Work to complete
Transcribe the records below in their entirety, and leave out each image.

(Referring expression pointing data)
*** Begin section ***

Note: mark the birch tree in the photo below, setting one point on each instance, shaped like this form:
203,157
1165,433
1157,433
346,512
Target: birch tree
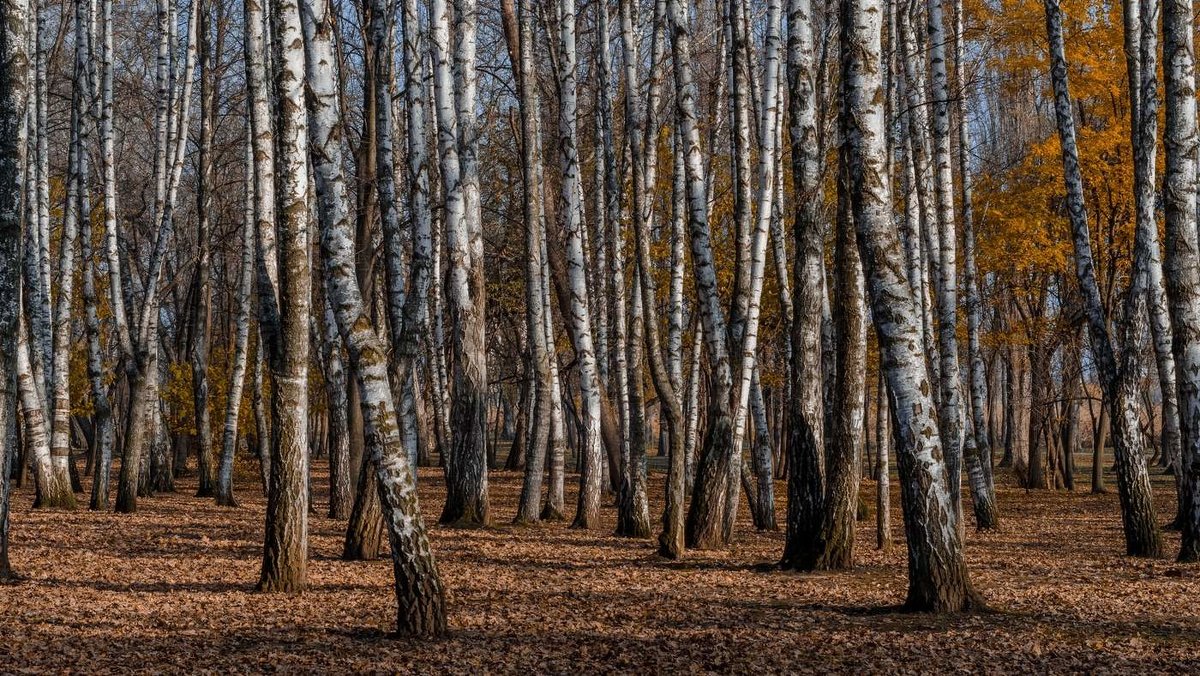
983,490
1116,377
13,101
706,515
454,79
805,440
937,573
241,335
286,549
418,586
1182,261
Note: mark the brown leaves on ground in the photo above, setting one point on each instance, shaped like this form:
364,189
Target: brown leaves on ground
171,588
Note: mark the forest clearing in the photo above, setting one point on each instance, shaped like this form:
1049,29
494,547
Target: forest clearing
173,590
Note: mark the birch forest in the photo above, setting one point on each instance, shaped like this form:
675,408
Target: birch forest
636,335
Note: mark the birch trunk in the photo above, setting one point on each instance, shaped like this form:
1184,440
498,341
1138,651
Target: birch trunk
983,490
539,353
13,100
419,592
1116,380
241,338
588,513
705,526
805,437
202,316
1182,259
467,502
286,549
937,574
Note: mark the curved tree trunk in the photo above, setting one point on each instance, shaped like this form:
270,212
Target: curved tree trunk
1116,380
1182,261
286,548
937,573
419,593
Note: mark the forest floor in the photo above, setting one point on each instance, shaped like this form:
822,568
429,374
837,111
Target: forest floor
172,590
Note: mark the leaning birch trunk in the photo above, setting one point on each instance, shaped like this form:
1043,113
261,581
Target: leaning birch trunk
919,153
77,178
539,356
805,428
102,411
951,411
419,593
587,514
143,366
286,548
706,515
643,125
13,99
937,573
202,316
757,262
241,338
1182,259
467,502
1141,45
40,322
1117,383
339,442
36,432
882,471
983,490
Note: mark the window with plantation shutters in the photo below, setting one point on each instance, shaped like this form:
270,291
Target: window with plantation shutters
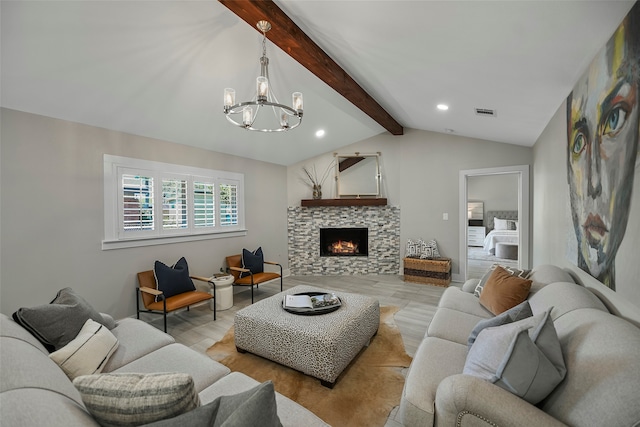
137,202
148,203
228,205
204,204
174,204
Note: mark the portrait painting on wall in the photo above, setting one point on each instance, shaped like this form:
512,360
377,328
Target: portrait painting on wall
602,152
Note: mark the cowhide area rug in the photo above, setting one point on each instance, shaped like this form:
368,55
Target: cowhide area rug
364,394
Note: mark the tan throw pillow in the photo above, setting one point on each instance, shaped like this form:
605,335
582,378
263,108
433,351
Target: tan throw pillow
503,291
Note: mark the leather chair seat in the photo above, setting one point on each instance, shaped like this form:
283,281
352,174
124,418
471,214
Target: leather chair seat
181,300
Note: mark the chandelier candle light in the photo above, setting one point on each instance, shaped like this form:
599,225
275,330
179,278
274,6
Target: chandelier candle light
264,98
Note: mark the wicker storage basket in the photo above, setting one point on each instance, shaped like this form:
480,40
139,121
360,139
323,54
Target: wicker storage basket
435,271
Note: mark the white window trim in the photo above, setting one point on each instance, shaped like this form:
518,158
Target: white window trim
112,240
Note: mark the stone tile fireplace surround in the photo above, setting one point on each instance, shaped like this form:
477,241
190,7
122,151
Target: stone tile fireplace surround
304,224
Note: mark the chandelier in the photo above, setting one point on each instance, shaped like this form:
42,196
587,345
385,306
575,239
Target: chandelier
248,111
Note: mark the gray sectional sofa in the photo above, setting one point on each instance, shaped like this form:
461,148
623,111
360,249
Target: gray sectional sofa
601,353
35,391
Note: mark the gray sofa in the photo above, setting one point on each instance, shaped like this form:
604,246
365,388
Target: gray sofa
601,354
35,391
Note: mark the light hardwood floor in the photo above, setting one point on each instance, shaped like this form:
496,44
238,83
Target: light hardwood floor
416,302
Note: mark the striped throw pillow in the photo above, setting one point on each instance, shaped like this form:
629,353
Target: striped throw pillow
135,399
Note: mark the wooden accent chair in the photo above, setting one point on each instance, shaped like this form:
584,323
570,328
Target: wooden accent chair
147,289
234,263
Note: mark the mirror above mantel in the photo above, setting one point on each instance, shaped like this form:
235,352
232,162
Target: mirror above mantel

*** End section ***

Written response
Note: mark the birch tree in the photo below, setting one point on each instance, shaped like this form:
203,157
1165,433
1157,433
346,512
Target: birch tree
983,490
1116,377
13,101
706,515
454,79
805,440
937,573
241,335
286,549
418,586
1182,261
Note: mark the brown leaves on ground in the photo above, setting one point on each instance, shaped like this form:
364,189
Target: brown leaves on ground
171,588
Note: mark the forest clearing in the photo above, setting one point on each instance, shaped like this form:
1049,29
494,547
Target: forest clearing
173,590
Note: mark the birch forest in the photo above, setting one point on each instance, shaped like this form:
675,408
Target: birch forest
636,335
Note: mark the birch trunk in the photo above, setting one point on each instance, shaped like this form:
1184,440
498,341
1138,651
Target: birch trunk
983,490
539,353
13,100
419,592
1116,380
241,338
588,513
705,526
805,437
202,316
1182,259
467,502
286,549
937,574
Note: mark the curved tree trunk in the photo above, setting one point on each instance, shaped like this form:
270,212
Target: curved tree trunk
1116,380
1182,261
286,548
937,573
419,593
Note: mark the forest floor in the photo above, setting one point on each instance, shaped like this form:
822,568
429,374
837,111
Target: forest floor
172,590
Note: mark the leaning birch trunk in the photo above, setting one point on each instance, shaped like this form:
1043,113
261,581
Target: leaning birch trunk
919,153
77,178
539,356
805,428
102,411
951,411
419,593
587,514
143,366
286,548
706,515
643,125
13,99
937,573
202,316
757,262
241,338
1182,259
467,502
1141,45
40,322
1117,383
339,442
36,432
882,471
983,490
Note: mark the window with plantation shutters in the photo below, setting one point on each instance, shaped like this form:
270,291
Target: window with plantation shutters
137,202
148,203
228,205
204,204
174,204
Note: mark the portrait painting on wall in the photo above, setting one point on each instance, shaped like this form:
512,360
377,328
Target: portrait painting on wall
602,152
Note: mark the cowhide area rug in the photo above, setting one point on each instance, shaped like this form:
368,55
Target: cowhide area rug
364,394
Note: mark the tan throw pillow in the photo above, setting one point on each instance, shaped like this form:
605,335
582,378
263,108
433,351
Target: tan throw pillow
503,291
Note: mark the leather chair seat in the photo above, setting one point on each instance, shaped like this form:
283,281
352,174
124,418
471,214
Target: leather chair seat
181,300
Note: mark the chandelier candle light in the photo above, setting one point on each instance, shaped like this form:
599,225
275,330
179,278
274,6
Target: chandelier candle light
264,98
Note: mark the wicker storage basket in the photo above, setting one point on each instance, shaped like this form:
480,40
139,121
360,139
323,54
Target: wicker storage basket
435,271
Note: mark the white window trim in the photo above, setting one point on each instance, shaped like this form:
518,158
Target: white window trim
112,240
Note: mark the stone tile fireplace surround in the photo above, setting one point on each instance, shaped like this form:
477,241
190,7
122,151
Target: stone tile fireplace surround
304,224
Note: mark the chandelier in the photo above, setting one point on each instance, shaped like this form:
42,196
587,345
385,306
575,239
Target: chandelier
248,111
Note: mark the gray sectional sofa in the photo above, setting one point on each instance, shaped like this form:
461,148
623,111
360,249
Target: gray sectional sofa
601,353
35,391
Note: mark the gray sofa in the photo above, setting one point on each instance, shaped like this form:
604,246
365,388
Target: gray sofa
601,354
35,391
Note: mark the light hardwood floor in the photo above, setting one point on each instance, shaped like this form:
496,44
238,83
Target: light hardwood floor
416,302
Note: mark the striped throw pillow in the photo above, setting one point on each instance, shaped like this form:
629,353
Target: striped throw pillow
135,399
Note: mark the wooden accent chair in the photo above, setting one point on each instance, shaped like this form:
584,323
570,328
Target: wooden accent chair
147,289
234,263
Note: mark the mirror above mantel in the photo above, setting one point on each instance, shaped like this form:
235,352
232,162
Target: mirror above mantel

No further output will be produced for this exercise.